>>>>>

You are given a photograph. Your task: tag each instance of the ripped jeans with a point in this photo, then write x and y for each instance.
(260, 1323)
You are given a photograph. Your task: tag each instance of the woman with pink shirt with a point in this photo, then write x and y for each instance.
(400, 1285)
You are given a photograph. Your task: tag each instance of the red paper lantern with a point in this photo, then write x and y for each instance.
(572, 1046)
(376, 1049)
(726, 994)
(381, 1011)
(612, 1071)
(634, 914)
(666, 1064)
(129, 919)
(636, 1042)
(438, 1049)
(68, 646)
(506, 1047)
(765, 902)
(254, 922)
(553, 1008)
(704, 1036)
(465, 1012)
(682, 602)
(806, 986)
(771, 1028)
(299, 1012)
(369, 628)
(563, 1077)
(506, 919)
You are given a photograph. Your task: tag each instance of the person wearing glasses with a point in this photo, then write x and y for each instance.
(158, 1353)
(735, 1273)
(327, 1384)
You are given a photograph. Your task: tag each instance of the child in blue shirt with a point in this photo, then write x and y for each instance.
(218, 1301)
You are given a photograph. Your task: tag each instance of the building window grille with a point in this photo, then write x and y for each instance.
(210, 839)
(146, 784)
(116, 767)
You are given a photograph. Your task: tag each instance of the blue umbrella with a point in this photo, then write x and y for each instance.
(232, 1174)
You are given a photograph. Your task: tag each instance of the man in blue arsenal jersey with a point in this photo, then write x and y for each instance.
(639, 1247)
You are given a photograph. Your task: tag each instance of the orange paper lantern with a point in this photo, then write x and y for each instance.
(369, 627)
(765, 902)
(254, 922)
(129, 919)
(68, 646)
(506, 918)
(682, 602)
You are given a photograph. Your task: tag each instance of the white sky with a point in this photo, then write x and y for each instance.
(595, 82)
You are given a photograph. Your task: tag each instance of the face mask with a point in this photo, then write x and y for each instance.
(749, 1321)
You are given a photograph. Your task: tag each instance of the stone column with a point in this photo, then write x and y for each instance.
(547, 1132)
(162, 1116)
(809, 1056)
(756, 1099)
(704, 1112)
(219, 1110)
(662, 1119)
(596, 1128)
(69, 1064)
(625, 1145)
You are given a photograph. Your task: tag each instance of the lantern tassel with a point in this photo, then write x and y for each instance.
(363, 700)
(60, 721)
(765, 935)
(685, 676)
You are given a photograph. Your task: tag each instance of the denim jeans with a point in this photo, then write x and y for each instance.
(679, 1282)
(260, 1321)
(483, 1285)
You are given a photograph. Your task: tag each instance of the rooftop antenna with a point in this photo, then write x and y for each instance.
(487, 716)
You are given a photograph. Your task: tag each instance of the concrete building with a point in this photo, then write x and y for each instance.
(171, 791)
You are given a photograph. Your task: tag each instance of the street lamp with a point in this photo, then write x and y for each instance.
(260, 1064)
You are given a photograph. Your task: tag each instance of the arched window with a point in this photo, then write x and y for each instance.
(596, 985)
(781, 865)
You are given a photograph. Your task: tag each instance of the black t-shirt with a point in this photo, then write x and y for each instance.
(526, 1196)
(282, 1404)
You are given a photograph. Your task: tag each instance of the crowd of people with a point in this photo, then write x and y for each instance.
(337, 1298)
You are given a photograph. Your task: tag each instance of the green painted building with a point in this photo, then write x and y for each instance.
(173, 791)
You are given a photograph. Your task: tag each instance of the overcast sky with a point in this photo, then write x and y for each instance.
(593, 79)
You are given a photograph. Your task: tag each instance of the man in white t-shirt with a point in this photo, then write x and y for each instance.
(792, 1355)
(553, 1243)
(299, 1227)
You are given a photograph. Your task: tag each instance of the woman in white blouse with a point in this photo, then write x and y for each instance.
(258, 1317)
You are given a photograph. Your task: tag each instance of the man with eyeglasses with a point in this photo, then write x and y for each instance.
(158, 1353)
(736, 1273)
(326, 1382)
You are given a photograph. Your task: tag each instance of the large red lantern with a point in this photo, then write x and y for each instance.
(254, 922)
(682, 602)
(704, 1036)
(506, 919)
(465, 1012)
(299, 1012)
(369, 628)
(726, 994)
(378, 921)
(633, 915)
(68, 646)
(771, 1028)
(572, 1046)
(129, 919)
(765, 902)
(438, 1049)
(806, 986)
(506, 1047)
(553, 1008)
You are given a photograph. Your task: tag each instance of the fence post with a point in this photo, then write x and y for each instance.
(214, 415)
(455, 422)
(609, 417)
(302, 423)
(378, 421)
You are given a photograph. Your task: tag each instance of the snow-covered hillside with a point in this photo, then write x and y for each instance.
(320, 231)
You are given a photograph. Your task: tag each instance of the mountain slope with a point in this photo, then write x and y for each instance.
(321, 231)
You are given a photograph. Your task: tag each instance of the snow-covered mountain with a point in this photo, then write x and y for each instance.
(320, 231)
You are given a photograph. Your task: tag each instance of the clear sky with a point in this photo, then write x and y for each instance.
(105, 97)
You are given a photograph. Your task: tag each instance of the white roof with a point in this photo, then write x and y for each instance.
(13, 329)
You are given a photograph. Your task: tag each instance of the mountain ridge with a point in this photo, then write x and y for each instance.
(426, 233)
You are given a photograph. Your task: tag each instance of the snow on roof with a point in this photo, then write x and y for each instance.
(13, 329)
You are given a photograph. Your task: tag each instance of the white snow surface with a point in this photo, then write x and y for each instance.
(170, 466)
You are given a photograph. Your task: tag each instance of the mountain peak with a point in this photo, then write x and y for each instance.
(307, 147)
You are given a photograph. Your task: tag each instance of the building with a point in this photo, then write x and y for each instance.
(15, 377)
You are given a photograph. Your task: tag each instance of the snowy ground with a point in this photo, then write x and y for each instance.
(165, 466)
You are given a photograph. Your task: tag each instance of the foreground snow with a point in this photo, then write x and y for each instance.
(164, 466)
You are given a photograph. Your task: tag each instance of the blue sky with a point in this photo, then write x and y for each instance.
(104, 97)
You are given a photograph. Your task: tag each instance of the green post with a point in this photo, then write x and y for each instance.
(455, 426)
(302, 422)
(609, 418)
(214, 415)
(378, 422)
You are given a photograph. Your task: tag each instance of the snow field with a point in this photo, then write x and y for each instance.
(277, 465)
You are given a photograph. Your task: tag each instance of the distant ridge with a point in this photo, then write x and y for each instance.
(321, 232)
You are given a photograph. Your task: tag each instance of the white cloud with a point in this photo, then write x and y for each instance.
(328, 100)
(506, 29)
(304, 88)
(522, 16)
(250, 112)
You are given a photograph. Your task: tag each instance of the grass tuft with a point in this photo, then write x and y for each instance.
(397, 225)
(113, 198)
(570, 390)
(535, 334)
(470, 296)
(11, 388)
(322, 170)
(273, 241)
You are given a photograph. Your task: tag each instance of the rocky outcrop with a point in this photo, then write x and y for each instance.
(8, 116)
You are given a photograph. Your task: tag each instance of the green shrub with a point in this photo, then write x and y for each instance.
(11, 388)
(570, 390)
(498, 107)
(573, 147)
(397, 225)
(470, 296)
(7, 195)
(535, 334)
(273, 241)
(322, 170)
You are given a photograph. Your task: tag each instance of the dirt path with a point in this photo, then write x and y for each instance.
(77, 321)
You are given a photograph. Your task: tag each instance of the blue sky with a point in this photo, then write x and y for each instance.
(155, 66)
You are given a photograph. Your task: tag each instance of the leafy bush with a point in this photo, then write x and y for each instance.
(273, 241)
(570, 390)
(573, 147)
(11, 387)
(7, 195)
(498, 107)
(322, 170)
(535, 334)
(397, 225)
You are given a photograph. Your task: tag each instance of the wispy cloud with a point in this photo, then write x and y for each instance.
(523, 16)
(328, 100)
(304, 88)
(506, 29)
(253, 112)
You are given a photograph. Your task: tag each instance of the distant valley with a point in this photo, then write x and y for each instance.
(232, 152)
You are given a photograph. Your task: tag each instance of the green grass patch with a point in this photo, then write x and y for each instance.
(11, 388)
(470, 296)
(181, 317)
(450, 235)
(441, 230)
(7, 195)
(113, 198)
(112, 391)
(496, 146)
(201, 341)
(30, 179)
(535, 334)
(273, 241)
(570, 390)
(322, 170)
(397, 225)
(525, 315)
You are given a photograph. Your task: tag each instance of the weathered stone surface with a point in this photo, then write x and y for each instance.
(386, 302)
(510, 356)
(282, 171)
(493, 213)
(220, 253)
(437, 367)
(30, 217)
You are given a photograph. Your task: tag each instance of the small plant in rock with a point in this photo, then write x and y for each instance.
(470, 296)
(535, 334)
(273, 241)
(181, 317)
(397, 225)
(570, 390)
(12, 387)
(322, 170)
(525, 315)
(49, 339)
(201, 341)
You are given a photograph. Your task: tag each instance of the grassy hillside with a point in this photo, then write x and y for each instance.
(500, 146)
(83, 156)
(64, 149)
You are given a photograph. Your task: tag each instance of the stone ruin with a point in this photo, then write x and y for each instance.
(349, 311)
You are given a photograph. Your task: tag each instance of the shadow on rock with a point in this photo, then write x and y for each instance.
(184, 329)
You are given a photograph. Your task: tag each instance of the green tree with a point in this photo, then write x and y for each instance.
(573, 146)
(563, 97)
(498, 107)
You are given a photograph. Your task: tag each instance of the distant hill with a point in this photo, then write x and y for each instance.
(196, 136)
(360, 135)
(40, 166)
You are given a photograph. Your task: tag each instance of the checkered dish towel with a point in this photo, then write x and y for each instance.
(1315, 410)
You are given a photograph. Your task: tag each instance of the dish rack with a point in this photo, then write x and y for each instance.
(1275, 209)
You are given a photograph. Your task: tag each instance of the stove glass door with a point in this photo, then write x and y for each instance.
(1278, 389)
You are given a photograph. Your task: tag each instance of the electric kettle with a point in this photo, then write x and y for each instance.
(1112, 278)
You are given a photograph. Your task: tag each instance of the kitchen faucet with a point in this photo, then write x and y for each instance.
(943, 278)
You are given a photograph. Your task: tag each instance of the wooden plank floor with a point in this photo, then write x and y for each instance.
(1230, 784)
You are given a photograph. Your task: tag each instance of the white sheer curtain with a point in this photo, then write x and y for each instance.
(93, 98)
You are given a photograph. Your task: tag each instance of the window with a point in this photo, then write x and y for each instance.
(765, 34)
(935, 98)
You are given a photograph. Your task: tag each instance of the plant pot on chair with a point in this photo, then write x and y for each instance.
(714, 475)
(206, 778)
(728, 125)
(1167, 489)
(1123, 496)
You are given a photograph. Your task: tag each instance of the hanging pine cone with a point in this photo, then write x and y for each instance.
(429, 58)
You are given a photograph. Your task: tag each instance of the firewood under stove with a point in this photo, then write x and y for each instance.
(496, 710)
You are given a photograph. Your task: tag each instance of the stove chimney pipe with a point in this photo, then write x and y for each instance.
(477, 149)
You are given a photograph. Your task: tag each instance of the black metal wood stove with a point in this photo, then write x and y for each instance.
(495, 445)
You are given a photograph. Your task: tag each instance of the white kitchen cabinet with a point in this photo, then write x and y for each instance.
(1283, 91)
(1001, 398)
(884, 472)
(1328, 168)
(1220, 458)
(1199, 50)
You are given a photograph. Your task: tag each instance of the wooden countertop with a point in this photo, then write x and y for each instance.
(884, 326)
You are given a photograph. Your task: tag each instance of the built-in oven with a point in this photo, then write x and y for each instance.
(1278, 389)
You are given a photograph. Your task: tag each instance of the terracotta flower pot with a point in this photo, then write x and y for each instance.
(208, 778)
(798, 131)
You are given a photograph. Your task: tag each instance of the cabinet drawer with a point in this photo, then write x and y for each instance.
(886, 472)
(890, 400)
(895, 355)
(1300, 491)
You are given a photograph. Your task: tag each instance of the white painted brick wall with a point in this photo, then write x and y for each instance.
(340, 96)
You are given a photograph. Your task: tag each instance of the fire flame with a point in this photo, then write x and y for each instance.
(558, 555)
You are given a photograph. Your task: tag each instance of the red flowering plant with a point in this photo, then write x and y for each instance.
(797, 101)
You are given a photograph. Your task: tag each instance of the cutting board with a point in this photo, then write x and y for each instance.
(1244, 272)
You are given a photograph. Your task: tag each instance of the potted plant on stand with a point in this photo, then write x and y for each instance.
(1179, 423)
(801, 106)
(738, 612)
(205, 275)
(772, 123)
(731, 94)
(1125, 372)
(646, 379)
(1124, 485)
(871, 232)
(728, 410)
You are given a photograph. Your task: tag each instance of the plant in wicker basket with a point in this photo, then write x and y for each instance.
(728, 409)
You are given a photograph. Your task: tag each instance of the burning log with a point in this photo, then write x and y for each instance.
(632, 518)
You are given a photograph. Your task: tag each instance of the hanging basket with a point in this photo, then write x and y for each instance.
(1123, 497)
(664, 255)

<<<<<

◆ **Task requirements**
Copy the records from their first line through the line containing "(218, 1301)", swapping "tag" for "mark" wherever it occurs and leaving everything else unchanged.

◆ **Worked solution**
You are given a photograph. Your task: mark each instance of the ripped jeans with a point in this photo, then write x and y for each instance.
(260, 1323)
You are given a photograph. Your task: mark each instance of the woman with pink shirt with a point in this photo, then write x and y for each instance.
(400, 1285)
You are given a photograph. Your task: mark each instance of the red paper lantern with a point in this photo, then write x and y for each instance.
(572, 1046)
(376, 1049)
(726, 994)
(381, 1011)
(612, 1071)
(634, 914)
(666, 1064)
(129, 919)
(636, 1042)
(438, 1049)
(68, 646)
(506, 1047)
(765, 902)
(254, 922)
(553, 1008)
(704, 1036)
(465, 1012)
(682, 602)
(806, 986)
(771, 1028)
(299, 1012)
(369, 628)
(563, 1077)
(506, 919)
You are given a photograph. Your task: mark each instance of the person wearing glasses with a point in this photo, then write x and y for each instance.
(158, 1353)
(735, 1273)
(327, 1384)
You are given a photograph. Your task: mark each instance of the child in blue shirt with a point in this photo, then write x and y for each instance.
(218, 1301)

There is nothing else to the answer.